# JOB 1
Reproduce the part of the forum thread on telescoping cylinders that opens with the words containing "Sure you haven't" and closes with "of light here!".

# SUPPLIED TEXT
Start of Block

The nett force outward force

= A.P (A= total cross section area - the orifice area)

so the force acting on the cylinder (in either case) say case (2) outwards

= (A-K₃).P

The net thrust will be of course depend on the (A-K₃) and unless (A) is very small ie the orifice is very large with respect to cross section, the value will be positive

ie the pressure will win over the expansion.

I am not sure of the mathematics at this moment, and nor the values of the constant, but may be substituted

I sincerely do not see where a damping could come. There is no spring to accumulate energy and as the problem was put the parts do slide free in each other.

" ... whether it is an underdamped, critically damped or an overdamped system ..."

"If (it) is either of the last two it will oscillate ..."

Sure you haven't got that the wrong way round? (or am I misreading you?). If anything's overdamped, it won't oscillate.

Oops!

Well done.

Hi nick name, if you look at what I wrote to PWSlack in #13, do you still think the same?

BTW, are you actually from "La Ville-Lumière"?

Fortunately, we do not have to consider the speed of light here!

-J

1- Yes I am at home in "La Ville Lumière". And on greater scale in European Community.

2- I considered in my answer that:

- there is no friction between the two sliding parts.

- even if the tubes are very long and the delay due to the sound limited speed is unelectable the jet effect will affect the internal gas mass and not the part with the orifice, there is from the mechanical (classical) point of view (as far as I know) no reason to have a jet reaction force on the orifice wall. In such a case the jet will generate a "force" wave which will travel till it will reach the opposite wall. During this time the pressure will act on the wall and push out the parts.

You know I may be wrong since no one knows every thing and the more you know the more you know that you know nothing (that's from me)

Taking it to extremes for an illustration of a special case:

1) Pint > Pext

Say Pext ≈ 0, and area of orifices << area of ends of cylinders.

Telescope extends until the two sections separate.

2) Pint < Pext

Say Pint ≈ 0, and again area of orifices << area of ends of cylinders.

Telescope contracts as far as it physically can. Eventually (some time later), pressures equalize with no further movement.

Haven't got as far as thinking it through with larger orifices!

Be gentle coz I a cat, I think in the second case the 'rocket effect' is zero, the rocket forces just cancel eachother and they are acting on the gas or the opposite casing (eg forcing the oppose casing out, rather than the one with the hole in it inwards...??? )

End of Block

# JOB 2
Format the records as a numbered list, from their start through the line containing "positive clicks: (244, 371)", with both ends included and blank lines omitted.

# ENTRIES SHOWN
Start of Block

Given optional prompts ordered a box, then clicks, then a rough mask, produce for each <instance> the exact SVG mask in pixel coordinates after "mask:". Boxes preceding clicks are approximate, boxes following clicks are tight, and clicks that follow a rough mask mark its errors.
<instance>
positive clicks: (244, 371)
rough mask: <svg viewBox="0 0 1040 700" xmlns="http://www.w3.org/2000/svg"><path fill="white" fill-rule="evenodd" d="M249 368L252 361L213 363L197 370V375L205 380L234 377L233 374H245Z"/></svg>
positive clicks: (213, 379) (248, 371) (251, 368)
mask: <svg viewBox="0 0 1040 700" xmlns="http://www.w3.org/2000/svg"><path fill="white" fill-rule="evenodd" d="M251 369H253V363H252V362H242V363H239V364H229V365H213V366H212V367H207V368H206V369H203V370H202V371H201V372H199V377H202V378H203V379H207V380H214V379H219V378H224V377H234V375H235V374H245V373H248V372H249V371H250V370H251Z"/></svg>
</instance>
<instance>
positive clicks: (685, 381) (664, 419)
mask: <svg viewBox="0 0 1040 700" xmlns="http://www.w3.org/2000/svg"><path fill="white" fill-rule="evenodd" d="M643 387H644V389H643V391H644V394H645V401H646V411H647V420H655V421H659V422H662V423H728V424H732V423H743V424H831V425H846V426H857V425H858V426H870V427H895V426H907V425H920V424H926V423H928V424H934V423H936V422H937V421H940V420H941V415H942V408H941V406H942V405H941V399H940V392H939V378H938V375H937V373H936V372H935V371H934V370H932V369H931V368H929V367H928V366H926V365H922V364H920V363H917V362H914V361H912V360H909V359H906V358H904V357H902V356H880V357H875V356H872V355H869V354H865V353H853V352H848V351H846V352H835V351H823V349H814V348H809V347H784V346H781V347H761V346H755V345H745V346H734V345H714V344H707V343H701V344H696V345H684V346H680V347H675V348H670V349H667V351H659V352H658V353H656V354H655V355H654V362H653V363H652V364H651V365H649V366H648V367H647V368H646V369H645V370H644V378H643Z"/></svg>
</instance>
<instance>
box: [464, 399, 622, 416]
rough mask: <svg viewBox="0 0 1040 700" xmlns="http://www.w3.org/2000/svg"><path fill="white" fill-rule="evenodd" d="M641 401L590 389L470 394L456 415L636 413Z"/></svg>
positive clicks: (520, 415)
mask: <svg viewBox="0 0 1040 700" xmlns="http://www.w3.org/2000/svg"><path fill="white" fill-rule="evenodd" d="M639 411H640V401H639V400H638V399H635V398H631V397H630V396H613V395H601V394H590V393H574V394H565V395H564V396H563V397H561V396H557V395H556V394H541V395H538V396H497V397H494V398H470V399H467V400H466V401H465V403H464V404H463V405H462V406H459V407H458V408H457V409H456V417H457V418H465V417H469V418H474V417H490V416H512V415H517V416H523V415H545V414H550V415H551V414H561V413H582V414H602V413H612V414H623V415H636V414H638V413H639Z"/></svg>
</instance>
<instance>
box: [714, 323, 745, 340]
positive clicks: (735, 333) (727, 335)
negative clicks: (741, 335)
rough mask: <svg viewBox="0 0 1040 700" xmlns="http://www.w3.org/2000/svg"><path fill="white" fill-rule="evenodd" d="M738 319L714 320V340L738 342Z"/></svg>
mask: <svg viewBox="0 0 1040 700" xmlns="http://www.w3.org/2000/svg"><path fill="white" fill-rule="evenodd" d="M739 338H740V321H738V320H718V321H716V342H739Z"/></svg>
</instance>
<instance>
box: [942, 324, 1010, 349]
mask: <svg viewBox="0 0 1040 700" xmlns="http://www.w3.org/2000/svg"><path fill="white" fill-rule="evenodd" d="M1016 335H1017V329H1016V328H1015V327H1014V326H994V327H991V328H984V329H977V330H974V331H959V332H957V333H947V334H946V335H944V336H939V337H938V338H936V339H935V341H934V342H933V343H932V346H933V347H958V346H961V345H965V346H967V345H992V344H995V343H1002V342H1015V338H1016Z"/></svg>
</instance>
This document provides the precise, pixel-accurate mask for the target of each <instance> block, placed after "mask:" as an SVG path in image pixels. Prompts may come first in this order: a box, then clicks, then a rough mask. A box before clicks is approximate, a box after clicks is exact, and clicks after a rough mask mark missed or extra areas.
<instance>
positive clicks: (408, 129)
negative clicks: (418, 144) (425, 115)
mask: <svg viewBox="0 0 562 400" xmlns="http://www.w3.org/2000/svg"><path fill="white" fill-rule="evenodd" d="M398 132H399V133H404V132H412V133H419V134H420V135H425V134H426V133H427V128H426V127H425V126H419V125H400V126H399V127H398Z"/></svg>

End of Block

# EXPECTED OUTPUT 1
Sure you haven't got that the wrong way round? (or am I misreading you?). If anything's overdamped, it won't oscillate.

Oops!

Well done.

Hi nick name, if you look at what I wrote to PWSlack in #13, do you still think the same?

BTW, are you actually from "La Ville-Lumière"?

Fortunately, we do not have to consider the speed of light here!

# EXPECTED OUTPUT 2
1. Given optional prompts ordered a box, then clicks, then a rough mask, produce for each <instance> the exact SVG mask in pixel coordinates after "mask:". Boxes preceding clicks are approximate, boxes following clicks are tight, and clicks that follow a rough mask mark its errors.
2. <instance>
3. positive clicks: (244, 371)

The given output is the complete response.